> **Supplied material**
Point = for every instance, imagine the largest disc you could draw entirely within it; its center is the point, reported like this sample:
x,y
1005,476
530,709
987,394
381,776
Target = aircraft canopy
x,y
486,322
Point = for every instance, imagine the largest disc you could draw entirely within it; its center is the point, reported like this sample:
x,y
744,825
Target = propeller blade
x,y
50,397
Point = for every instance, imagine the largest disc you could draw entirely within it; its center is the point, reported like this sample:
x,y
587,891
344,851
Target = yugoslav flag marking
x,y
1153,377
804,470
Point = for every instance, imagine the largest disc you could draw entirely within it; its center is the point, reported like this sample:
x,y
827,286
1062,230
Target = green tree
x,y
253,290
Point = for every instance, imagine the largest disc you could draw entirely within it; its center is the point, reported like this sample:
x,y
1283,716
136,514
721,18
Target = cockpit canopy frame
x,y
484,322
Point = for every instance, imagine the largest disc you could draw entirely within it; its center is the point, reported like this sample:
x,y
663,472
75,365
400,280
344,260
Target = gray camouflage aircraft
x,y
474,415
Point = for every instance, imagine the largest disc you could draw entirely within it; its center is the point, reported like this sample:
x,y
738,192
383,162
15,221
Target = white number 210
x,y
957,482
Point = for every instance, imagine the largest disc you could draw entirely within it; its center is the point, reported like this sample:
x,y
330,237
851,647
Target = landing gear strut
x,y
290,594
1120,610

> **Your goal**
A verbatim copy of all the entries is the expected result.

> **Answer section**
Point = for every instance, imagine the largest disc you could draw entirely within it; its center is the point, reported like this sample:
x,y
1005,476
530,709
987,394
381,776
Target = aircraft canopy
x,y
486,322
Point = for every instance, imagine the largest disc you could draw entirely within it; its center is the point, reported like this sample:
x,y
744,825
Target = propeller blade
x,y
50,397
Point = for every instance, imagine the largest disc you could draw entirely within it; its center is the point, reported like this sample:
x,y
587,891
344,851
Target = yugoslav flag marking
x,y
1153,377
804,470
Point = for every instance, imagine the largest disc you could draw entirely within it; its center is the point, reported like this sample:
x,y
827,286
1062,230
Target = green tree
x,y
253,290
Point = for every instance, imagine the largest disc you could draw entirely within it; its center is the point, reported like this sample:
x,y
1283,716
136,514
721,18
Target = cockpit canopy frame
x,y
484,322
Point = for every instance, imagine the largest disc you could draw entirely within it; its center is the point, reported like this sample:
x,y
663,472
75,365
400,280
344,260
Target = gray camouflage aircraft
x,y
474,415
Point = for every instance, imagine the largest disc you could draw entirely within it; its center is the point, reported like this sample:
x,y
738,192
383,162
15,221
Target = white number 210
x,y
957,482
Point = for every instance, imagine the largest disc you could draw entirely within it; its center is the point, reported like this sample:
x,y
330,237
851,647
Target = landing gear strut
x,y
290,594
1120,610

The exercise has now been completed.